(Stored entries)
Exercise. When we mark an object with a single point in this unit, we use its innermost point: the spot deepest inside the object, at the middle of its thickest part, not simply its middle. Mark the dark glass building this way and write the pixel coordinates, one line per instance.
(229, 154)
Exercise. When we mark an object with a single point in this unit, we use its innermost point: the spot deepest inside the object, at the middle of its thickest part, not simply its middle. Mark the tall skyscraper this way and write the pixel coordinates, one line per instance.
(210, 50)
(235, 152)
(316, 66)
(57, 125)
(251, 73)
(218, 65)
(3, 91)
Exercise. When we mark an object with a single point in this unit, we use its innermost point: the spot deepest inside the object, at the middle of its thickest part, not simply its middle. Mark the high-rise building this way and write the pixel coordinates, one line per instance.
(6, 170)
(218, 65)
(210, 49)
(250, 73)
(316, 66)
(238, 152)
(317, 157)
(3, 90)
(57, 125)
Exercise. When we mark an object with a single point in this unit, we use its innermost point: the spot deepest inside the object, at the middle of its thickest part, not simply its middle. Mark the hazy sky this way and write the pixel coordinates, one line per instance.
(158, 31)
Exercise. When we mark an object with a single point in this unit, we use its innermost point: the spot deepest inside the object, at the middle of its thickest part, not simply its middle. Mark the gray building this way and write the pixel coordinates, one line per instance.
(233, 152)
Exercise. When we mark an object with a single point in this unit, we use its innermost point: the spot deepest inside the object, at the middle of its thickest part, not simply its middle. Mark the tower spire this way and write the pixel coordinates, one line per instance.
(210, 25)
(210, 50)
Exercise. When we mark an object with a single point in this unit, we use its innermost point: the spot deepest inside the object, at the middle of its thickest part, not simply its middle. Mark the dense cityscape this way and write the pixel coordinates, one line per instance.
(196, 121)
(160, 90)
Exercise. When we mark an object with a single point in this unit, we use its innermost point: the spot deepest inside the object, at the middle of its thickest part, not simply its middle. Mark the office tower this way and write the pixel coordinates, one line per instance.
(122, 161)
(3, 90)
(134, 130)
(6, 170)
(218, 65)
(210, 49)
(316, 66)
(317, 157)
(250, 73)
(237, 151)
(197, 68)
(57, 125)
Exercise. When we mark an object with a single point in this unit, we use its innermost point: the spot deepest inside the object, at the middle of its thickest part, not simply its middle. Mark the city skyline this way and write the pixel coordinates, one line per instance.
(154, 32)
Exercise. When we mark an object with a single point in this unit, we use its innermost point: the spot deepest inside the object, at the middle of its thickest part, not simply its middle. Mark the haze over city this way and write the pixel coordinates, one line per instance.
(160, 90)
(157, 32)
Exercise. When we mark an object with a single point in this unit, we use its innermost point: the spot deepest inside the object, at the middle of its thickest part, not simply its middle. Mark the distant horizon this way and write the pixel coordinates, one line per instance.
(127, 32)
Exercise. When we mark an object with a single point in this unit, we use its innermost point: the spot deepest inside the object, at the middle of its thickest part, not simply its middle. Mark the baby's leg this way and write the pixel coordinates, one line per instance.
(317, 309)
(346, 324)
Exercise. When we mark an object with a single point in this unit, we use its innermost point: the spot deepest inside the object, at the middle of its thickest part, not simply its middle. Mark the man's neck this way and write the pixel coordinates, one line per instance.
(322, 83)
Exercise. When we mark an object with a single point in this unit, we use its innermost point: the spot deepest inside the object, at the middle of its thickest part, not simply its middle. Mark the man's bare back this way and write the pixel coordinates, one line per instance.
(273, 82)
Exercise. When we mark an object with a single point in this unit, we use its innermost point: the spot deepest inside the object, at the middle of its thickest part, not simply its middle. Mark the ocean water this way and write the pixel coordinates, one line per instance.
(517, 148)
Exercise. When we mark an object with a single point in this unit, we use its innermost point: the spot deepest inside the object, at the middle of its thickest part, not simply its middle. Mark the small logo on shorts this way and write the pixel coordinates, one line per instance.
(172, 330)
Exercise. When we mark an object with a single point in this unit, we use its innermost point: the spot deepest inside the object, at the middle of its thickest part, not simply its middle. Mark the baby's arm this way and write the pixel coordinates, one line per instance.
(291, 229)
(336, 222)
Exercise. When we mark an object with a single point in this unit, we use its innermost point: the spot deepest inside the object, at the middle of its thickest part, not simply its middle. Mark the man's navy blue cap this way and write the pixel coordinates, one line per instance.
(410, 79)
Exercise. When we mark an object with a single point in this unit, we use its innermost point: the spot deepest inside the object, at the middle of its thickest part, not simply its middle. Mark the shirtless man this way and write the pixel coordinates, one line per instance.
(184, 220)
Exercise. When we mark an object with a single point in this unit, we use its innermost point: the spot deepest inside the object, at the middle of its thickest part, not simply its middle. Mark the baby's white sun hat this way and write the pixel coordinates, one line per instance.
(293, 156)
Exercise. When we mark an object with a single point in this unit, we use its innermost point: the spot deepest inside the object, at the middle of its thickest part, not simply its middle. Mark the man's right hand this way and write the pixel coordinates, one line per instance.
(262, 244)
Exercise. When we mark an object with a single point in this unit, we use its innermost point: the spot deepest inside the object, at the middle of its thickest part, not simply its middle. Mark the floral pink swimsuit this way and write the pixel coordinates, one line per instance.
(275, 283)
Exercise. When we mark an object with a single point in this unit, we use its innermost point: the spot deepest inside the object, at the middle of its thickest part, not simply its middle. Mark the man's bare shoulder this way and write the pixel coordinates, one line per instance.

§ YOUR GOAL: Pull every line out of the material above and copy each one word for word, with nothing changed.

§ FINISHED ANSWER:
Exercise. When we mark an object with a single point in this unit, we use its innermost point: the spot deepest inside the object, at the middle of its thickest part, not simply its middle. Mark the dark glass building this way and write the pixel coordinates, one line per instance.
(229, 154)
Exercise. When we mark an object with a single point in this unit, we use its innermost point: the spot deepest inside the object, at the middle of its thickest part, not simply its middle. Mark the tall skyscraper this way and write the pixel coordinates, one line per instance.
(210, 50)
(235, 152)
(316, 66)
(57, 125)
(251, 73)
(218, 65)
(3, 91)
Exercise. When we mark an object with a single point in this unit, we use its innermost point: the spot deepest inside the object, at the middle of its thickest part, not simply its middle. Mark the high-rise building this way and write the pixel coordinates, one line per instance.
(6, 170)
(218, 65)
(210, 49)
(250, 73)
(316, 66)
(238, 152)
(317, 157)
(3, 90)
(57, 125)
Exercise. When we mark an object with a single point in this unit, we use its innermost point: the spot deepest inside the object, at the middle of its thickest part, not simply its middle. Mark the hazy sky this way and write the pixel coordinates, one line per instance.
(158, 31)
Exercise. When we mark an object with a single point in this unit, we use its innermost point: the spot deepest inside the object, at the middle of its thickest part, not simply its middle. Mark the gray building this way and write the pixel coordinates, one line per instance.
(233, 152)
Exercise. When we mark an object with a single point in this unit, we use its innermost point: the spot deepest inside the object, at the middle of its thickest part, not simply its middle. Mark the tower spire this way and write the pixel coordinates, one line per instance.
(210, 25)
(210, 50)
Exercise. When we mark an object with a single point in this unit, we use its innermost point: the spot deepest inside the object, at the middle of its thickest part, not simply its middle. Mark the dense cityscape this way and write the pixel coordinates, one line per instance.
(196, 121)
(160, 90)
Exercise. When we mark an object with a single point in this unit, we use its innermost point: the spot deepest inside the object, at the middle of its thickest part, not simply its middle. Mark the office tower this way and write the pixel coordinates, one line per instance.
(122, 161)
(3, 90)
(134, 130)
(6, 170)
(218, 65)
(210, 49)
(316, 66)
(317, 157)
(250, 73)
(237, 151)
(197, 68)
(57, 125)
Exercise. When we mark an object with a single point in this unit, we use its innermost point: the spot deepest inside the object, at the middle of its thickest part, not simply its middle. Mark the city skyline this way and write the pixel coordinates, one line per instance.
(154, 32)
Exercise. When we mark an object with a single point in this unit, we use its innermost point: the spot deepest inside the object, at the middle of its thickest part, not simply its middle. Mark the haze over city this way and write the pixel coordinates, one line per instance.
(160, 90)
(157, 32)
Exercise. When we mark an object with a single point in this unit, we use its innermost point: the spot deepest inside the object, at the middle of its thickest part, not simply its middle. Mark the distant horizon this way and write the pixel coordinates, one line per instance.
(127, 32)
Exercise. When we mark an object with a single point in this unit, we use its innermost point: the spot deepest inside the object, at the middle of its thickest part, not simply its middle. Mark the baby's leg this way and write the pixel coordinates, one line per instance.
(317, 309)
(346, 324)
Exercise. When we mark an object with a single point in this unit, we use its innermost point: the spot deepest inside the object, at the middle of its thickest part, not simply its middle. Mark the man's neck this way and write the pixel coordinates, one line per instance.
(322, 83)
Exercise. When we mark an object with a single point in this unit, we use its innermost point: the spot deepest inside the object, at the middle of its thickest part, not simply its middle. Mark the man's bare back this way and write the pixel coordinates, one line per instance.
(273, 82)
Exercise. When we mark an object with a single point in this unit, we use its innermost point: the spot deepest inside the object, at the middle of its thickest part, not simply its middle. Mark the ocean water this way and write the pixel coordinates, one line per instance.
(517, 148)
Exercise. When we mark an object with a single point in this unit, we use its innermost point: the spot deepest inside the object, at the middle of its thickest part, not simply its middle. Mark the small logo on shorts this way and write the pixel coordinates, one line per instance.
(172, 330)
Exercise. When we mark an object with a single point in this unit, we use its innermost point: the spot deepest inside the object, at the middle of its thickest part, not simply its middle. Mark the baby's arm this way and write the pixel coordinates, one line per instance.
(291, 229)
(336, 222)
Exercise. When we mark an object with a single point in this unit, we use its innermost point: the spot deepest inside the object, at the middle of its thickest part, not simply its middle. Mark the man's navy blue cap this way and write the pixel coordinates, one line per instance.
(410, 79)
Exercise. When we mark an object with a single point in this unit, we use its innermost point: the spot deepest inside the object, at the middle of its thickest part, not simply its middle. Mark the shirtless man this way and write the pixel coordinates, one line per instance.
(184, 220)
Exercise. When we mark an object with a single point in this unit, we use its innermost point: the spot deepest inside the object, at the middle of its thickest part, not simply its middle. Mark the baby's white sun hat this way and write the pixel coordinates, one line per instance.
(293, 156)
Exercise. When we mark an object with a single point in this unit, we use its innermost point: the spot deepest inside the object, at the middle of its thickest part, not simply its middle. Mark the man's right hand this way and write the pixel coordinates, one line per instance.
(262, 244)
Exercise. When we mark an object with a single point in this unit, we use its innermost point: the spot deepest inside the object, at the middle of its thickest part, not simply its middle. Mark the floral pink swimsuit this way and write the pixel coordinates, one line per instance.
(275, 283)
Exercise. When we mark an object with a single point in this unit, we use its innermost point: the spot deepest inside the object, at the middle of its thickest part, not simply its middle. Mark the man's bare shoulder this way and write the pixel coordinates, one line per instance.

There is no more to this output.